# [情報の活用]
[a] 薬と譫妄についての文章によると、ジアゼパムの半減期は70歳になると何時間になるか答えなさい。
[b] 薬と譫妄についての文章から、「意識障害は、なぜ起こるのでしょうか。そして、防ぐ方法はあるのでしょうか。」で始まり「にも、意識障害が起こります。」で終わる部分をそのまま書き写しなさい。
::: 分析用の文章
風邪薬、胃腸薬にも譫妄の副作用がある

意識障害は、なぜ起こるのでしょうか。そして、防ぐ方法はあるのでしょうか。

私は臨床の経験上、もっとも大きな原因は薬だと見ています。

医療従事者が取り扱う薬のなかに、「譫妄の副作用があるので、注意して処方すべし」とされているものはたくさんあります。睡眠導入剤としても使われる精神安定剤が効きすぎたときや、「ハングオーバー」と言って、前日飲んだ睡眠薬が残ったときにも、意識障害が起こります。

パーキンソン病の治療薬もそうです。この薬にはドーパミンを増やす作用がありますが、ドーパミンは幻覚妄想の原因物質とも考えられています。

そのほか、風邪薬に使われる抗ヒスタミン薬、ステロイド、H2ブロッカーと言われる胃腸薬などにも譫妄の副作用があります。

だるさが続いたら、薬を減らすことを検討すべき

年齢が進むほど、薬物の影響を強く受けるようになります。その理由は、脳が老化して薬に弱くなっていることと、体が老化して薬が体内に残りやすくなっていることです。加齢とともに、肝臓で薬を分解する能力は落ちます。腎臓の排泄機能も衰えます。結果、薬の「半減期」が長くなるのです。

半減期とは、服薬直後にピークとなっている薬の成分の血中濃度が、半分になるまでの時間のことです。たとえば、精神安定剤「ジアゼパム」の半減期は、若いころは20時間程度ですが、70歳になると70時間と、3.5倍に伸びます。
::::::
::: データセット
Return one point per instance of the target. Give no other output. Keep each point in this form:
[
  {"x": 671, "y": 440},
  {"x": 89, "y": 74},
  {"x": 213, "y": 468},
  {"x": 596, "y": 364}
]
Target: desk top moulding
::::::
# [課題ごとの解答]
[a] 70時間です。

[b]
意識障害は、なぜ起こるのでしょうか。そして、防ぐ方法はあるのでしょうか。

私は臨床の経験上、もっとも大きな原因は薬だと見ています。

医療従事者が取り扱う薬のなかに、「譫妄の副作用があるので、注意して処方すべし」とされているものはたくさんあります。睡眠導入剤としても使われる精神安定剤が効きすぎたときや、「ハングオーバー」と言って、前日飲んだ睡眠薬が残ったときにも、意識障害が起こります。